Exercise aim:
Can you transcribe every line exactly and leave the pictures behind?

Material for the task:
BEGIN
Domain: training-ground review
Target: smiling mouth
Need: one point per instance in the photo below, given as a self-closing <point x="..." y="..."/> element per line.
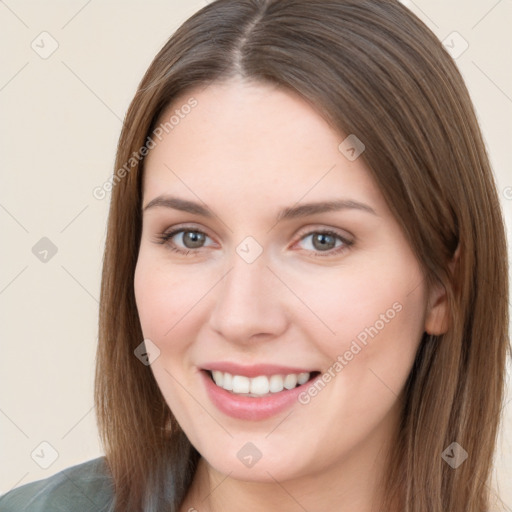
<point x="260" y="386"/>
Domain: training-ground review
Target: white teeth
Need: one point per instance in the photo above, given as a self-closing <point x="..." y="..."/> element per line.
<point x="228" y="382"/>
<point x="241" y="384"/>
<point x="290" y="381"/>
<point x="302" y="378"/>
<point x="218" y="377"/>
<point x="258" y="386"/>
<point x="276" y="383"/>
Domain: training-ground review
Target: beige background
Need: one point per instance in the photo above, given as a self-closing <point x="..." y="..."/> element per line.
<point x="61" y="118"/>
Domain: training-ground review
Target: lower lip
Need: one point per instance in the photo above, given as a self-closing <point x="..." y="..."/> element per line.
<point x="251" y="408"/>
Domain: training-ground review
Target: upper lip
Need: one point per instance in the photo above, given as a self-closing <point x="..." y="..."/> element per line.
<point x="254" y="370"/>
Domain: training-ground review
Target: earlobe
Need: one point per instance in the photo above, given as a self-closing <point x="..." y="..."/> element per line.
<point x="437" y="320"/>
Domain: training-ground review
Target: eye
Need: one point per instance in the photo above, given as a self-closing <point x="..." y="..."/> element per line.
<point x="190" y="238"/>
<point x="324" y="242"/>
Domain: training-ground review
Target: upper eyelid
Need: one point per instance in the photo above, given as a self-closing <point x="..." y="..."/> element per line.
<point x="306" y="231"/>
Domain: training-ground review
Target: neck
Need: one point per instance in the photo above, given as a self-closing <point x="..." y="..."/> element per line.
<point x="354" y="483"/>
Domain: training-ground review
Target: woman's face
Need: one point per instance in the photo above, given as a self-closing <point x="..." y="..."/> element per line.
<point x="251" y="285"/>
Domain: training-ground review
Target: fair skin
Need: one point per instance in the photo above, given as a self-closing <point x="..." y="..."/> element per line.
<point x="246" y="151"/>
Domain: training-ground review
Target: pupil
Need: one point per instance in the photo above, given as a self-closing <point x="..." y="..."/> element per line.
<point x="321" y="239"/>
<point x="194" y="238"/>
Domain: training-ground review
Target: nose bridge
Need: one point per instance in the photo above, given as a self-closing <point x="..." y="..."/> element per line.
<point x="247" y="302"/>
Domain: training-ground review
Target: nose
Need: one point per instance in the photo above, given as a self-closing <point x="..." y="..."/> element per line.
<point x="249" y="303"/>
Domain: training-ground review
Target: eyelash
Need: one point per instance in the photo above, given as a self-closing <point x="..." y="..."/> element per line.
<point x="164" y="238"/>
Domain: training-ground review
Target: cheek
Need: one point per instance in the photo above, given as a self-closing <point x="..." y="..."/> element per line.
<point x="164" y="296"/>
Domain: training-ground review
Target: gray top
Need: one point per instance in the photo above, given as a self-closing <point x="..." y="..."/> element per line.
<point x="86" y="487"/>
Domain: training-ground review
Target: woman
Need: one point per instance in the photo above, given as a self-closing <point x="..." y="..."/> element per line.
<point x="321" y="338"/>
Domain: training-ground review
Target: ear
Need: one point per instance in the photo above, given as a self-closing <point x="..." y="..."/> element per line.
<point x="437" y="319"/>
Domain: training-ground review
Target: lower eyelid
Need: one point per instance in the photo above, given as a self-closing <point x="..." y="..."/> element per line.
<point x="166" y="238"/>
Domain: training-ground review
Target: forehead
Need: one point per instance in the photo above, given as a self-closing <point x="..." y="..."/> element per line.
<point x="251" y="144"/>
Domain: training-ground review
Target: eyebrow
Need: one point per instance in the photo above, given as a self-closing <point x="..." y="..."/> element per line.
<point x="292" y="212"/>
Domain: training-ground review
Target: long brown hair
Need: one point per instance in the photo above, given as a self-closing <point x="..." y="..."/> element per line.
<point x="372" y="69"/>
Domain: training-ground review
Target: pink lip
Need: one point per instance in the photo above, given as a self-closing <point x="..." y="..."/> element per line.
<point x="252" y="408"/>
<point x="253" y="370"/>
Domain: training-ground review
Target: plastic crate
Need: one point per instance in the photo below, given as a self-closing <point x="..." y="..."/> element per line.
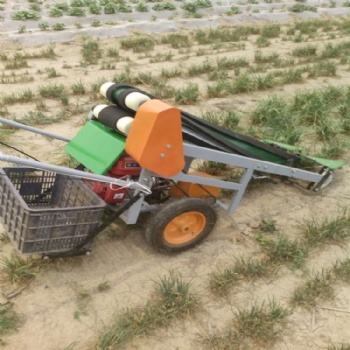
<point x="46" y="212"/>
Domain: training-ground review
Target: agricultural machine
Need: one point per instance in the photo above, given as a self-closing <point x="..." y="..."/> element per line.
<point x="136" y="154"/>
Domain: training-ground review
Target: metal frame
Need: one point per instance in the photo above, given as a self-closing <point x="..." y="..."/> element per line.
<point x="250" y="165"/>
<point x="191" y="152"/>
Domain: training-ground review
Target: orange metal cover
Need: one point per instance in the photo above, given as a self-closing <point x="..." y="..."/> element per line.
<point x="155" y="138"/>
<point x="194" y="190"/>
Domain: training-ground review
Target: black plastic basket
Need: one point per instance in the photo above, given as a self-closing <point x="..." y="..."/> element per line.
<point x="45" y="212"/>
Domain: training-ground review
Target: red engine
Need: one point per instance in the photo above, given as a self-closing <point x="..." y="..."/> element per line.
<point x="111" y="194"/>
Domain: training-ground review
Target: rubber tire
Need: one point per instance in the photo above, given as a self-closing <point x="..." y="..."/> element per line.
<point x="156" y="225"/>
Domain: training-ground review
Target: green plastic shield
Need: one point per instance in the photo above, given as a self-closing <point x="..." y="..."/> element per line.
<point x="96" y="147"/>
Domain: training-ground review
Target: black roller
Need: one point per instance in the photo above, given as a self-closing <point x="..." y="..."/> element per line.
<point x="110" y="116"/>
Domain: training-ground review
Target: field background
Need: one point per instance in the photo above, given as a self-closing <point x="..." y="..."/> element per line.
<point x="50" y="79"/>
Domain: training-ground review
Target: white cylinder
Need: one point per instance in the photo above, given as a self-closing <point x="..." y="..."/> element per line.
END
Final result:
Domain: training-ground review
Target: smiling mouth
Need: one point per instance in the photo below, given as a self-closing <point x="..." y="..."/> element per line.
<point x="260" y="386"/>
Domain: training-ground review
Target: white teeth
Need: one point per instance in the photo above, given as a self-closing <point x="..." y="..."/> element per line.
<point x="228" y="382"/>
<point x="241" y="384"/>
<point x="290" y="381"/>
<point x="302" y="378"/>
<point x="218" y="377"/>
<point x="258" y="386"/>
<point x="276" y="383"/>
Domain: training-ground review
Target: beige background
Need: one point per instance in the photo above, given as a self-closing <point x="..." y="..."/> element per line.
<point x="61" y="118"/>
Domain: training-ground review
Target: lower lip
Need: one point per instance in the photo above, given as a self-closing <point x="..." y="..."/> element per line.
<point x="251" y="408"/>
Domain: training-ground review
Target: upper lip
Need: one point per instance in the photo above, given as a self-closing <point x="..." y="..."/> element per line.
<point x="254" y="370"/>
Domain: training-ground review
Target: earlobe
Need: one point per instance in the photo above, given as a self-closing <point x="..." y="..."/> element per line.
<point x="437" y="320"/>
Domain: training-ground review
Target: eye
Need: one point per instance in the photo above, given as a self-closing <point x="..." y="..."/> element per line.
<point x="190" y="238"/>
<point x="324" y="242"/>
Domain: training-ground review
Target: upper eyelid
Need: one point per instance in the photo above, given as a self-closing <point x="..." y="..."/> element per line.
<point x="306" y="231"/>
Domain: training-ground review
Target: neck
Need: one point per instance in the photo above, given as a self-closing <point x="..." y="..."/> element per line.
<point x="354" y="483"/>
Domain: training-ground review
Target: woman's face
Need: one point per instance in the photo above, given as a self-closing <point x="..." y="..."/> element per line.
<point x="251" y="285"/>
Domain: training-ground review
Target: fair skin
Need: one point per instance in the photo above, given as a self-closing <point x="..." y="..."/> element per line.
<point x="246" y="151"/>
Domain: training-ground review
Target: pupil
Need: one point per instance in the photo above, given as a self-closing <point x="..." y="..."/> element per line.
<point x="321" y="239"/>
<point x="194" y="238"/>
Domain: training-ground review
Target: nose bridge
Need: one point per instance in the photo above, given as a self-closing <point x="..." y="..."/> element per line.
<point x="247" y="302"/>
Domain: training-ground review
Target: nose
Need: one point per instance in the photo above, given as a self-closing <point x="..." y="..."/> element per line.
<point x="249" y="303"/>
Domain: training-ground review
Target: eyelash
Need: one point per instance in the photo above, given as a self-closing <point x="..." y="..."/> element per line.
<point x="164" y="238"/>
Domain: training-ground review
Target: cheek
Need: one point per instance in the photo above, given as a self-closing <point x="..." y="..."/> element per line.
<point x="164" y="296"/>
Domain: training-ground review
Target: gray top
Need: one point per instance in the photo above, given as a self-closing <point x="..." y="..."/> element per line.
<point x="86" y="487"/>
Domain: training-ground review
Target: woman
Need: one point per instance in the photo above, given as a self-closing <point x="..." y="..."/> element per line.
<point x="321" y="338"/>
Domain: training-ground review
Target: ear
Need: one point per instance in the photo above, given as a self-closing <point x="..." y="..."/> element per line.
<point x="437" y="319"/>
Domain: training-ground review
Target: lower eyelid
Need: one point per instance in the photo above, given as a self-closing <point x="..." y="..."/> element per line.
<point x="166" y="238"/>
Domain: training-ground review
Target: forehead
Need: one point per instance in the photo above, given as a self-closing <point x="..." y="..."/> element per line.
<point x="251" y="144"/>
Domain: training-ground review
Target: eyebrow
Need: one point per instance in the photo above, given as a self-closing <point x="..." y="..."/> element per line.
<point x="292" y="212"/>
Domain: training-ground review
Target: long brown hair
Need: one point per instance in the photo above, given as a self-closing <point x="..." y="..."/> element per line.
<point x="372" y="69"/>
Domain: training-ground review
Target: pink lip
Need: one point per instance in the photo above, given as a self-closing <point x="..." y="..."/> element per line.
<point x="252" y="408"/>
<point x="253" y="370"/>
Domain: training-ground review
Target: plastic crate
Need: one point per instance in the photo below, given as a self-closing <point x="..." y="..."/> element per line.
<point x="46" y="212"/>
Domain: training-ground review
Target: agricultural machine
Need: one point per instance in the photo above, given as a self-closing <point x="..." y="..."/> element per line.
<point x="136" y="154"/>
Domain: training-ground review
Target: metal frame
Need: one point per instance in the photo above, given as a self-closing <point x="..." y="..."/> element per line.
<point x="250" y="165"/>
<point x="191" y="152"/>
Domain: training-ground review
Target: orange metal cover
Need: one point per instance in the photo above, given as a self-closing <point x="..." y="..."/> element per line.
<point x="155" y="138"/>
<point x="194" y="190"/>
Domain: training-ground review
Target: black plastic basket
Need: one point per instance in the photo above, given as a self-closing <point x="..." y="..."/> element per line.
<point x="45" y="212"/>
Domain: training-ground review
Target: red engine
Need: one point per instance in the photo above, given as a self-closing <point x="..." y="..."/> element per line.
<point x="111" y="194"/>
Domain: training-ground review
Target: rubber tire
Need: one point per instance in the photo above, given as a self-closing <point x="..." y="..."/> element per line.
<point x="156" y="225"/>
Domain: training-ground review
Target: green plastic shield
Need: one point per instance in the photo above, given as a self-closing <point x="..." y="..."/> element per line.
<point x="96" y="147"/>
Domain: training-ground review
Target: black roller
Need: one point per instance in the photo above, given as a self-closing <point x="..." y="..."/> element per line.
<point x="110" y="116"/>
Domain: training-ground review
Target: field background
Need: one point per instance in the photo above, given as a self-closing <point x="..." y="..."/> element per line.
<point x="50" y="79"/>
Domain: training-ground review
Target: white cylinder
Need: one point per instance in the photo above, given as a self-closing <point x="..." y="..."/> element per line.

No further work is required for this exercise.